Task statement:
The expected answer is the set of lines in the data below between the line holding "Query: long slender neck" and the line holding "Query: dark eye", inclusive, written out exactly.

(Point localization data)
□ □ □

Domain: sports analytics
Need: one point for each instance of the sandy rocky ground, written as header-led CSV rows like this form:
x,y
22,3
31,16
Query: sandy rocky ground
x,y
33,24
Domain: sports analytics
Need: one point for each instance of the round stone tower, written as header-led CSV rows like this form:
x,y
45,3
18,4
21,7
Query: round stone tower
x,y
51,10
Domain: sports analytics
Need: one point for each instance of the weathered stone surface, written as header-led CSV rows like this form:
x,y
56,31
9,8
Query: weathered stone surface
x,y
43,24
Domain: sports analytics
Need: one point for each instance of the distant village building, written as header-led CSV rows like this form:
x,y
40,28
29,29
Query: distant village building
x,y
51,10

□ □ □

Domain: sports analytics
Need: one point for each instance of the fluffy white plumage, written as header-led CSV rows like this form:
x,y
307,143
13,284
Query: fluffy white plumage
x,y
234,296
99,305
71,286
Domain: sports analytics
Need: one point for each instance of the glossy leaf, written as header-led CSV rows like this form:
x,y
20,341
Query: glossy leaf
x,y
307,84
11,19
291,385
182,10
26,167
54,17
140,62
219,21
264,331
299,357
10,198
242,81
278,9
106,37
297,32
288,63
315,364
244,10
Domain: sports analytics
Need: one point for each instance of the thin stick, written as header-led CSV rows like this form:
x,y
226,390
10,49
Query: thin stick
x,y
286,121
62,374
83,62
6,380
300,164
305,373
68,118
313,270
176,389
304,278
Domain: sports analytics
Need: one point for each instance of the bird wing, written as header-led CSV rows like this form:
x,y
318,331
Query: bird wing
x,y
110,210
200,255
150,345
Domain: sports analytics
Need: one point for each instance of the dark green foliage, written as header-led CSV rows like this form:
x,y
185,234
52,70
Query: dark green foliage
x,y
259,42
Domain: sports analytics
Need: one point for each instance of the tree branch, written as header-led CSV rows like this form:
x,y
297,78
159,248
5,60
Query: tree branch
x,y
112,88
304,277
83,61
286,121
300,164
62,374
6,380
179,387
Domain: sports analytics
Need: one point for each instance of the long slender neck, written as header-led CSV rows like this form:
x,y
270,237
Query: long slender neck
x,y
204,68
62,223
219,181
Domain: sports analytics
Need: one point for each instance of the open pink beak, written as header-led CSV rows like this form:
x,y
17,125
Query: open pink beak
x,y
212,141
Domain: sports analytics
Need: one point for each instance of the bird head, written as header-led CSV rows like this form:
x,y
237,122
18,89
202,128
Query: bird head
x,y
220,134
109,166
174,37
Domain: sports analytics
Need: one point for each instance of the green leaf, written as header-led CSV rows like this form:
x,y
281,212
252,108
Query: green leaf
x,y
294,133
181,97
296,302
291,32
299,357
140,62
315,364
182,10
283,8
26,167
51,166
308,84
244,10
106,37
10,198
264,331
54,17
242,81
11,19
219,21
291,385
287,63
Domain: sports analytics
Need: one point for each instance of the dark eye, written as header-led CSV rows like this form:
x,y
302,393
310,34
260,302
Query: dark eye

□ □ □

Answer for the task:
Query: long slender neck
x,y
204,68
62,223
219,181
Domain: sports analytics
Need: one point for each instance of the open pink beak, written as header-led CSV rows like this form:
x,y
17,125
Query: open pink beak
x,y
212,141
Domain: sports analytics
Need: one point for each instance of the bird head, written as header-led CSV rows like this form:
x,y
237,122
18,89
202,128
Query: bird head
x,y
220,134
109,166
174,37
Domain: sports analytics
Need: one point for each instance of the green leaf, written as header-led CSV rows like this form:
x,y
281,212
252,108
Query: green leaf
x,y
294,133
181,97
296,302
291,32
299,357
140,62
315,364
182,10
283,8
26,167
51,166
308,84
244,10
106,37
10,198
264,331
54,17
242,81
11,19
219,21
291,385
287,63
Domain: sports analytics
Need: one point for each instance of the dark eye, written as header-led CSV rows like this form:
x,y
302,393
310,34
260,302
Query: dark eye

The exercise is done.